→ **TASKS AND EXERCISES**
1: Repeat the passage of the recipes from "2 Tbsp. lemon" to "Add oil, slowly.", word for word.
2: Answer these questions from the recipes:
(a) For at least how long must the chocolate mixture be refrigerated until firm?
(b) For about how many minutes is the corn roasted?
(c) How much extra virgin olive oil goes into the lemon and lime vinaigrette?

→ **TEXT BLOCK**

Pour chocolate mixture into a shallow bowl. 
Cool, cover, and refrigerate until firm, at least 2 hours. [Can be refrigerated longer, but usually must sit on counter to soften enough to roll into balls. I often do this.]
Pour cocoa into a pie pan. Dip melon ball utensil into a glass of warm water and quickly scrape across the surface of the chilled truffle mixture to form a rough 1-inch ball. [I roll briefly between my palms, which have been dusted with cocoa.) Roll into cocoa. 
Store in a container with waxed paper in the bottom and wax paper separating each layer. Use a container with a tight top. Refrigerate up to 2 weeks, or freeze up to 3 months.

Avocado and Roasted Corn Salsa
1 medium can corn kernels
Olive oil to roast corn
2-3 large avocados [medium dice]
1 large tomato
3 cups good quality commercial salsa
1/4 cup chopped fresh cilantro
2-3 Tbsp. diced red onion
1 tsp. or more fresh jalapeno to taste
1 tsp. minced garlic
3 Tbsp. fresh lime juice
Salt to taste
Preheat oven 450. On a baking sheet, toss corn with enough olive oil to cover. Roast, stirring often, for about 8 minutes or until golden. Let cool. Combine with the other ingredients, except for the avocado.
This keeps well in the refrigerator. I do not dice or add the avocado until I am ready to serve the salsa.
Orzo Salad with Lemon and Lime Vinaigrette
This is a refreshing dressing for a variety of green salads, but particularly delicious with orzo salad. 
2 Tbsp. lemon juice
Grate some lemon zest before you juice the lemon.
2 Tbsp. lime juice
1 tsp. minced onion or you may use green onions or minced purple onion in the salad
1 tsp. Dijon mustard
2/3 cup extra virgin olive oil 
1 Tbsp. chopped parsley
1 Tbsp. chopped mint 
Salt and pepper to taste
Combine first 5 ingredients and blend in a food processor. Add oil, slowly.

→ **MATERIAL SHOWN**
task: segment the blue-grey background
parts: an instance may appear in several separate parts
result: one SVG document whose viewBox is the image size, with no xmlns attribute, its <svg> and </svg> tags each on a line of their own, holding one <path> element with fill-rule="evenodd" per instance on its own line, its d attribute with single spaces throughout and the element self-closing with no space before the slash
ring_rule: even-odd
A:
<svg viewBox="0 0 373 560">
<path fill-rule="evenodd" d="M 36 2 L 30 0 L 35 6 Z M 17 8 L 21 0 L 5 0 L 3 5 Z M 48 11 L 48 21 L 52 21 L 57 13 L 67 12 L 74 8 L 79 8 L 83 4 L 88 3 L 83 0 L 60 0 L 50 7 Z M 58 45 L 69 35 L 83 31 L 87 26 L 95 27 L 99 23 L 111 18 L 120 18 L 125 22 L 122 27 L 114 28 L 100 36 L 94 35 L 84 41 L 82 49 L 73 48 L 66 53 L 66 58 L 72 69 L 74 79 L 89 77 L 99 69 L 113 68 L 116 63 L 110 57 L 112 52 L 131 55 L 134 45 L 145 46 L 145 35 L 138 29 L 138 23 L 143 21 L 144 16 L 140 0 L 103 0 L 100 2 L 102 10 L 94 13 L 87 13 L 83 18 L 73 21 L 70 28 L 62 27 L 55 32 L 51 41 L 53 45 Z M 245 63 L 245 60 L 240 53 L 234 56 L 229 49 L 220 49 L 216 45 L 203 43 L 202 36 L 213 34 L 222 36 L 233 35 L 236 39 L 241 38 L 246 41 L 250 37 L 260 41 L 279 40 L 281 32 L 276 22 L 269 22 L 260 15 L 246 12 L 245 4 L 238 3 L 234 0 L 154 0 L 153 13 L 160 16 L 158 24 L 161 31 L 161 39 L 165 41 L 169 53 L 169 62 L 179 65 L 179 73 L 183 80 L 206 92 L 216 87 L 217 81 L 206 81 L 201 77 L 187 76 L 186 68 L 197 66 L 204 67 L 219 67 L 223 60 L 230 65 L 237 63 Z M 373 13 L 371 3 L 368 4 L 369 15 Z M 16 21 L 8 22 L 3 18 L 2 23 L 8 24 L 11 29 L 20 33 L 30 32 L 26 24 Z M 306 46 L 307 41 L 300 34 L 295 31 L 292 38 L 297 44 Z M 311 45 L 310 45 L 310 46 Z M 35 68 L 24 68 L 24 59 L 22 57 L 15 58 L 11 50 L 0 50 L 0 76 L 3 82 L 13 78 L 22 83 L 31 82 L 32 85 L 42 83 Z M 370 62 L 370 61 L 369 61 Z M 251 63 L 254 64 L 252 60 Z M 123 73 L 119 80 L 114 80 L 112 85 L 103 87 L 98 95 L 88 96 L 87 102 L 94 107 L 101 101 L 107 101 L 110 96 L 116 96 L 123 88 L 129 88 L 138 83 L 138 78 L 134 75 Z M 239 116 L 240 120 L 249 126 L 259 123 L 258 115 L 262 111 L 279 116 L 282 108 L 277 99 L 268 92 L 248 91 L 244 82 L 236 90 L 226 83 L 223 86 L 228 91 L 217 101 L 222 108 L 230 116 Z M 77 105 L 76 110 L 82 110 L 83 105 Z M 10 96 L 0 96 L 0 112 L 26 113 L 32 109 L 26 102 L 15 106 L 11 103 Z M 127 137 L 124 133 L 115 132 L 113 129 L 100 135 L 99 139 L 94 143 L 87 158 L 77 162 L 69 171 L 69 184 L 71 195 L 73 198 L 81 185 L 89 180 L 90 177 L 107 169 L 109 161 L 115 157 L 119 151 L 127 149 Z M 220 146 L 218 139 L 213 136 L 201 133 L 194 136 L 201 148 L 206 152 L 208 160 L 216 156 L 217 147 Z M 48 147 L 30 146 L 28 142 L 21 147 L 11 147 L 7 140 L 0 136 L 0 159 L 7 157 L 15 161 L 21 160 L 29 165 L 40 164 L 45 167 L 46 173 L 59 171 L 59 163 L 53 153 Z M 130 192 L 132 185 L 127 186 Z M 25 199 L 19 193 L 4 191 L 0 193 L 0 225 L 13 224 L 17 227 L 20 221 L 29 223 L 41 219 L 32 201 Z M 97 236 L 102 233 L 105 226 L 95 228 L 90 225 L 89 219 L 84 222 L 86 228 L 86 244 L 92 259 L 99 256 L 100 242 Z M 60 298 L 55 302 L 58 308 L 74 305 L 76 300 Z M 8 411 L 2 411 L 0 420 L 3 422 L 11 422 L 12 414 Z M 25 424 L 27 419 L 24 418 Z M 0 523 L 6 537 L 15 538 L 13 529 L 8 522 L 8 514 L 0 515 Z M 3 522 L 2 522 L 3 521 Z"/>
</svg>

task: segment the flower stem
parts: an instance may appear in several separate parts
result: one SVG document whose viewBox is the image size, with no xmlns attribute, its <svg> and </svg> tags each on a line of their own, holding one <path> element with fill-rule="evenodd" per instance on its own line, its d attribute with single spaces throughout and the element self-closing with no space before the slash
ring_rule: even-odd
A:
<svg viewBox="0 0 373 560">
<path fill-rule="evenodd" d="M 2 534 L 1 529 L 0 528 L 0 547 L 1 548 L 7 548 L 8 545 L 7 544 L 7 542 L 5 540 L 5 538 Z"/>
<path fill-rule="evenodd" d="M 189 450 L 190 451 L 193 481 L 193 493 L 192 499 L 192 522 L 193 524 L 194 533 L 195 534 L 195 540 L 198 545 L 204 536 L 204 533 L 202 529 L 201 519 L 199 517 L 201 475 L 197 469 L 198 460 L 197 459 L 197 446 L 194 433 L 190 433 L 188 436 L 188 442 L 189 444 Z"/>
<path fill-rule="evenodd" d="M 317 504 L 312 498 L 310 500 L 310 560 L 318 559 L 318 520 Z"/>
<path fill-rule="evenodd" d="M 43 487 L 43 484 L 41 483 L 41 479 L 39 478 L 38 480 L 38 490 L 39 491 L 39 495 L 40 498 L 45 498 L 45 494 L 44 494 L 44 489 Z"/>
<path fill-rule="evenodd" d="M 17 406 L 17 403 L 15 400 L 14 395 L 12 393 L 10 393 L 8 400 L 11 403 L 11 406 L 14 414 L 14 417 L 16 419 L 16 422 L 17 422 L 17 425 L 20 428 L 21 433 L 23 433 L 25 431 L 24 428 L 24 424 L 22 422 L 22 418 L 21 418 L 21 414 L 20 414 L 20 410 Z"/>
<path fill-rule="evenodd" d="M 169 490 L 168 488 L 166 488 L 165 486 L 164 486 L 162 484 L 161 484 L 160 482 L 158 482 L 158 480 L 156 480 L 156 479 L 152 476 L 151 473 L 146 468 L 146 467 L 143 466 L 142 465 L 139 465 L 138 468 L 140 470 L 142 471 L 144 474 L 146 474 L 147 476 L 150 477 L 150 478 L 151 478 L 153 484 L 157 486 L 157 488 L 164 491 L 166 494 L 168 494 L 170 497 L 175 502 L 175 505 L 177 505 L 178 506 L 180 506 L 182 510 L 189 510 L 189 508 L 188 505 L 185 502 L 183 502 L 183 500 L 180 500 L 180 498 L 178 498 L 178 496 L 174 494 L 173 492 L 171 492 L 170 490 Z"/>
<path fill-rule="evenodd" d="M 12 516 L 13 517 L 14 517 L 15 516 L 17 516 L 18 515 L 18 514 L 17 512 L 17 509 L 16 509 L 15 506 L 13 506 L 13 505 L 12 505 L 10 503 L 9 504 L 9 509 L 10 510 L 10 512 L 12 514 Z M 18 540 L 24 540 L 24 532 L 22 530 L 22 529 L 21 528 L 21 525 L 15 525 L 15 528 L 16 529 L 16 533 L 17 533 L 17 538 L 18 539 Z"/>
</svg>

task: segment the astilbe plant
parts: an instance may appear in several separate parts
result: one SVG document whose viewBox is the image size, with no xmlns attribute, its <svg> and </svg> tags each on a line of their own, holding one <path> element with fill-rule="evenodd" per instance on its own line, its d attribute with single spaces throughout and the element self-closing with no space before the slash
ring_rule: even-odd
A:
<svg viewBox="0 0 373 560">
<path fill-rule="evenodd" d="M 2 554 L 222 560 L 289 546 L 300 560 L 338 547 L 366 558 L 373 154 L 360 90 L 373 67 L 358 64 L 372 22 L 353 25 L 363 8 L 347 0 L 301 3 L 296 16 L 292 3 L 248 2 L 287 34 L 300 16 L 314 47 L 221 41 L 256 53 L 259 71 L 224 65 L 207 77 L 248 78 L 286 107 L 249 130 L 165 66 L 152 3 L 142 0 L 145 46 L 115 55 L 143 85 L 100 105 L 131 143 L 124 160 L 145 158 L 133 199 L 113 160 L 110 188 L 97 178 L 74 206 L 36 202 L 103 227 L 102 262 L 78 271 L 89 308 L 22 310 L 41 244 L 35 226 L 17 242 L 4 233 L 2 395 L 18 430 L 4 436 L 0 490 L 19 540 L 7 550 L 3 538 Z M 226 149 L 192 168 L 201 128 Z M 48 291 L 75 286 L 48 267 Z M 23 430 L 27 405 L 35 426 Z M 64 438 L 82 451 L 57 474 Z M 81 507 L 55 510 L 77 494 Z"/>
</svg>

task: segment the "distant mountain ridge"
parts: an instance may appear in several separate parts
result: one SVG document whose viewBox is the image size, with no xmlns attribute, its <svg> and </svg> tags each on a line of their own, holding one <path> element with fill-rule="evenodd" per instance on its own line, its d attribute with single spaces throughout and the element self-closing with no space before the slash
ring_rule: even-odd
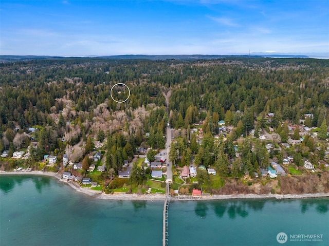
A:
<svg viewBox="0 0 329 246">
<path fill-rule="evenodd" d="M 309 58 L 309 56 L 304 55 L 291 55 L 287 54 L 280 54 L 278 53 L 262 53 L 248 54 L 232 54 L 232 55 L 144 55 L 144 54 L 124 54 L 118 55 L 103 56 L 57 56 L 51 55 L 0 55 L 0 63 L 14 62 L 24 61 L 31 61 L 45 59 L 83 59 L 83 58 L 100 58 L 104 59 L 145 59 L 151 60 L 213 60 L 227 58 Z"/>
</svg>

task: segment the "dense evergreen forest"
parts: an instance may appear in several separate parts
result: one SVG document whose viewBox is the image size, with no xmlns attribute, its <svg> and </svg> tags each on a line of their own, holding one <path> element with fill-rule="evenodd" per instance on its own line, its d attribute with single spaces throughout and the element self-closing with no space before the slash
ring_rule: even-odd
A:
<svg viewBox="0 0 329 246">
<path fill-rule="evenodd" d="M 118 83 L 131 90 L 123 103 L 110 96 Z M 286 141 L 287 126 L 301 120 L 309 127 L 323 126 L 326 130 L 328 109 L 327 60 L 67 58 L 0 64 L 0 152 L 12 154 L 36 142 L 30 157 L 33 161 L 50 153 L 62 157 L 77 144 L 82 146 L 82 141 L 83 151 L 75 149 L 70 159 L 87 163 L 84 157 L 93 149 L 93 141 L 106 138 L 106 164 L 108 169 L 118 171 L 138 148 L 163 148 L 169 122 L 180 129 L 176 135 L 181 137 L 172 146 L 177 156 L 172 155 L 171 160 L 184 165 L 195 158 L 196 163 L 213 164 L 226 173 L 228 160 L 234 157 L 233 141 L 241 136 L 254 129 L 258 137 L 262 129 L 270 127 Z M 268 113 L 273 113 L 270 121 Z M 312 117 L 305 118 L 305 114 Z M 228 141 L 223 148 L 213 139 L 220 133 L 221 120 L 234 127 L 225 136 Z M 204 136 L 200 145 L 190 134 L 198 125 Z M 307 153 L 317 146 L 304 144 Z M 242 160 L 249 166 L 246 168 L 255 171 L 254 163 L 261 166 L 266 154 L 261 154 L 263 149 L 257 141 L 256 153 L 250 154 L 251 145 L 244 145 L 250 149 L 244 149 Z M 243 167 L 235 165 L 237 175 Z"/>
</svg>

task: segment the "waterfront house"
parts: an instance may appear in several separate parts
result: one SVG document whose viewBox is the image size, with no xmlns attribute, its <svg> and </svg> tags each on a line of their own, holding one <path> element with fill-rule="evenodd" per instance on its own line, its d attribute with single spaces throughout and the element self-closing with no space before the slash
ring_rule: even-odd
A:
<svg viewBox="0 0 329 246">
<path fill-rule="evenodd" d="M 73 165 L 73 169 L 75 169 L 76 170 L 82 170 L 82 163 L 81 162 L 75 163 Z"/>
<path fill-rule="evenodd" d="M 201 191 L 200 191 L 199 190 L 193 189 L 192 190 L 192 197 L 200 196 L 202 195 L 202 193 L 201 192 Z"/>
<path fill-rule="evenodd" d="M 65 166 L 68 163 L 68 156 L 66 154 L 63 156 L 63 165 Z"/>
<path fill-rule="evenodd" d="M 12 157 L 14 158 L 21 158 L 24 154 L 24 151 L 15 151 L 12 154 Z"/>
<path fill-rule="evenodd" d="M 2 155 L 1 155 L 1 157 L 7 157 L 8 156 L 8 153 L 9 152 L 8 150 L 4 150 L 2 153 Z"/>
<path fill-rule="evenodd" d="M 62 175 L 62 178 L 63 178 L 63 179 L 67 179 L 70 177 L 71 177 L 71 175 L 72 175 L 71 174 L 71 173 L 70 173 L 69 172 L 64 172 Z"/>
<path fill-rule="evenodd" d="M 196 177 L 196 168 L 193 166 L 190 166 L 190 177 L 191 178 Z"/>
<path fill-rule="evenodd" d="M 259 168 L 261 171 L 262 177 L 267 177 L 267 171 L 263 168 Z"/>
<path fill-rule="evenodd" d="M 180 174 L 180 177 L 184 179 L 186 179 L 190 177 L 190 169 L 188 166 L 184 166 L 183 167 L 183 171 Z"/>
<path fill-rule="evenodd" d="M 283 159 L 283 164 L 287 165 L 288 164 L 289 164 L 289 160 L 288 159 L 288 158 L 284 158 Z"/>
<path fill-rule="evenodd" d="M 314 166 L 312 165 L 308 160 L 306 160 L 304 162 L 304 167 L 306 169 L 313 169 L 314 168 Z"/>
<path fill-rule="evenodd" d="M 102 159 L 102 153 L 100 151 L 99 151 L 94 156 L 94 161 L 97 161 Z"/>
<path fill-rule="evenodd" d="M 130 177 L 130 171 L 132 169 L 131 166 L 127 167 L 127 169 L 125 171 L 121 171 L 119 172 L 119 178 L 127 179 Z"/>
<path fill-rule="evenodd" d="M 90 165 L 90 166 L 88 168 L 88 171 L 89 172 L 92 172 L 94 171 L 94 170 L 95 170 L 95 164 L 92 164 L 92 165 Z"/>
<path fill-rule="evenodd" d="M 92 179 L 90 178 L 85 178 L 82 179 L 82 184 L 90 184 L 92 183 Z"/>
<path fill-rule="evenodd" d="M 267 167 L 267 173 L 271 179 L 278 177 L 277 171 L 271 167 L 270 166 Z"/>
<path fill-rule="evenodd" d="M 151 174 L 152 178 L 160 179 L 162 177 L 162 171 L 153 170 Z"/>
<path fill-rule="evenodd" d="M 98 166 L 97 167 L 97 171 L 100 172 L 105 172 L 106 169 L 106 166 L 105 163 L 103 163 L 103 165 L 101 166 Z"/>
<path fill-rule="evenodd" d="M 276 169 L 278 175 L 286 175 L 287 174 L 282 167 L 276 162 L 271 162 L 271 165 Z"/>
<path fill-rule="evenodd" d="M 216 175 L 216 170 L 213 168 L 208 168 L 208 173 L 209 174 L 212 174 L 213 175 Z"/>
<path fill-rule="evenodd" d="M 56 163 L 56 161 L 57 160 L 57 157 L 50 155 L 48 157 L 48 164 L 52 165 Z"/>
</svg>

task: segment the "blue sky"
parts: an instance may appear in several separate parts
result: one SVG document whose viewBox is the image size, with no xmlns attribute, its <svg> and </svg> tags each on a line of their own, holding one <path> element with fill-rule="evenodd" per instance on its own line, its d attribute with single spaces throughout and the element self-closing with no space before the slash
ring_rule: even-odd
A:
<svg viewBox="0 0 329 246">
<path fill-rule="evenodd" d="M 329 1 L 0 1 L 0 54 L 329 52 Z"/>
</svg>

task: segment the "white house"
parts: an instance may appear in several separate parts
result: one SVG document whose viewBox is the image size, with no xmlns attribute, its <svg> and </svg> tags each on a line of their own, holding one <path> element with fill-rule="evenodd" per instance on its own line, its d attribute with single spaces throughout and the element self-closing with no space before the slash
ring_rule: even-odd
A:
<svg viewBox="0 0 329 246">
<path fill-rule="evenodd" d="M 283 164 L 284 165 L 287 165 L 289 164 L 289 160 L 288 160 L 288 158 L 284 158 L 283 159 Z"/>
<path fill-rule="evenodd" d="M 15 151 L 12 154 L 12 157 L 14 158 L 21 158 L 24 154 L 24 151 Z"/>
<path fill-rule="evenodd" d="M 76 170 L 82 170 L 82 163 L 81 162 L 75 163 L 73 165 L 73 169 L 75 169 Z"/>
<path fill-rule="evenodd" d="M 48 164 L 55 164 L 57 160 L 57 156 L 50 155 L 48 157 Z"/>
<path fill-rule="evenodd" d="M 193 166 L 190 166 L 190 177 L 196 178 L 196 168 Z"/>
<path fill-rule="evenodd" d="M 67 163 L 68 162 L 68 157 L 67 155 L 66 154 L 64 154 L 63 156 L 63 165 L 65 166 L 67 165 Z"/>
<path fill-rule="evenodd" d="M 304 167 L 306 169 L 313 169 L 314 166 L 312 165 L 312 163 L 308 160 L 306 160 L 304 162 Z"/>
<path fill-rule="evenodd" d="M 2 153 L 2 155 L 1 155 L 1 157 L 7 157 L 8 156 L 8 153 L 9 152 L 8 150 L 4 150 Z"/>
<path fill-rule="evenodd" d="M 62 175 L 62 178 L 63 178 L 63 179 L 67 179 L 70 177 L 71 177 L 71 173 L 69 172 L 64 172 L 63 173 L 63 174 Z"/>
<path fill-rule="evenodd" d="M 259 139 L 261 140 L 265 140 L 265 139 L 266 139 L 266 137 L 264 135 L 261 135 L 259 137 Z"/>
<path fill-rule="evenodd" d="M 94 161 L 97 161 L 102 158 L 102 153 L 100 151 L 99 151 L 94 156 Z"/>
<path fill-rule="evenodd" d="M 213 168 L 208 168 L 208 173 L 209 174 L 212 174 L 213 175 L 216 175 L 216 170 Z"/>
<path fill-rule="evenodd" d="M 153 170 L 151 175 L 153 178 L 160 179 L 162 177 L 162 171 Z"/>
</svg>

→ **ANSWER LIST**
1:
2 Tbsp. lemon juice
Grate some lemon zest before you juice the lemon.
2 Tbsp. lime juice
1 tsp. minced onion or you may use green onions or minced purple onion in the salad
1 tsp. Dijon mustard
2/3 cup extra virgin olive oil 
1 Tbsp. chopped parsley
1 Tbsp. chopped mint 
Salt and pepper to taste
Combine first 5 ingredients and blend in a food processor. Add oil, slowly.

2:
(a) At least 2 hours.
(b) About 8 minutes.
(c) 2/3 cup.